Policy paper

Changes to tobacco duty rates from 26 November 2025 and 1 October 2026

Published 26 November 2025

Who is likely to be affected

Manufacturers, importers, distributors, retailers and consumers of tobacco products. Tobacco products include cigarettes, cigars, hand-rolling tobacco (HRT), other smoking tobacco and chewing tobacco, tobacco for heating and herbal smoking products.

General description of the measure

Tobacco duty rates will increase on 26 November 2025 by Retail Price Index (RPI)+2 percentage points and on 1 October 2026 the rates will increase by RPI+2 percentage points with an additional £2.20 per 100 cigarettes and £2.20 per 50g on all other tobacco products.

Policy objective

The government is committed to maintaining high tobacco duty rates. This is an established tool to reduce smoking prevalence and ensures that tobacco duties continue to contribute to government revenues. Duty rates will increase by RPI+2 percentage points on 26 November 2025.

Background to the measure

The increase of the duty rate on all tobacco products was announced at Budget 2025.

The tobacco duty escalator, which increases duty each year in line with the RPI +2 percentage points, was extended at Autumn Budget 2024 until the end of the current Parliament.

The government announced at Autumn Budget 2024 that alongside the introduction of the Vaping Products Duty (VPD) on 1 October 2026, a one-off additional increase will apply to tobacco duties to preserve the price differential between vaping and tobacco products. The one-off increase to tobacco duty will be £2.20 per 100 cigarettes and £2.20 per 50g of all other tobacco products, equivalent to the amount set for VPD which is £2.20 per 10ml of vaping liquids.

The government also committed at Autumn Budget 2024 to introducing a one-off additional increase on tobacco duties from the same time that the new VPD is introduced on 1 October 2026. This is aimed at ensuring the duty on vaping does not make smoking more attractive and preserves the incentive to choose vaping over smoking.

In order to minimise the administrative burdens and costs to business and HMRC, and avoid two consecutive tobacco duty increases in the autumn of 2026, the government will introduce legislation for both the one-off increase and the tax year 2026 to 2027 uprating in line with the escalator (forecast RPI+2 percentage points) in Finance Bill 2025-26, with both to be implemented from 1 October 2026.

Detailed proposal

Operative date

The 2025 to 2026 annual tobacco duty rates will take effect at 6pm on 26 November 2025.

The one-off increase to tobacco duties will take effect on 1 October 2026.

The 2026 to 2027 annual increase of tobacco duty rates will take effect on 1 October 2026.

Current law

The table on rates of tobacco products duty is in Schedule 1 to the Tobacco Products Duty Act 1979 (TPDA).

Proposed revisions

Legislation will be introduced in Finance Bill 2025-26 to implement the following:

  • Annual tobacco duty rate increases for 2025 to 2026
  • One-off tobacco duty rate increases for 2026 to align with the introduction of the VPD

Annual tobacco duty rate increases for 2026 to 2027.

The legislation will amend Schedule 1 to the TPDA and makes consequential changes to the simplified calculations contained within the Travellers’ Allowances Order 1994.

^^^^^^^^^^^^^^^^

Return the passage of the tobacco duty policy paper starting at "General description of" and ending at "points on 26 November 2025.", copied word for word. The material has no role in this.

Data section.
^^^^^^^^^^^^^^^^

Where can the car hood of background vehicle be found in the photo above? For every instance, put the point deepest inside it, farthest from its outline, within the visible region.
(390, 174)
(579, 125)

^^^^^^^^^^^^^^^^

Exercise result.
General description of the measure

Tobacco duty rates will increase on 26 November 2025 by Retail Price Index (RPI)+2 percentage points and on 1 October 2026 the rates will increase by RPI+2 percentage points with an additional £2.20 per 100 cigarettes and £2.20 per 50g on all other tobacco products.

Policy objective

The government is committed to maintaining high tobacco duty rates. This is an established tool to reduce smoking prevalence and ensures that tobacco duties continue to contribute to government revenues. Duty rates will increase by RPI+2 percentage points on 26 November 2025.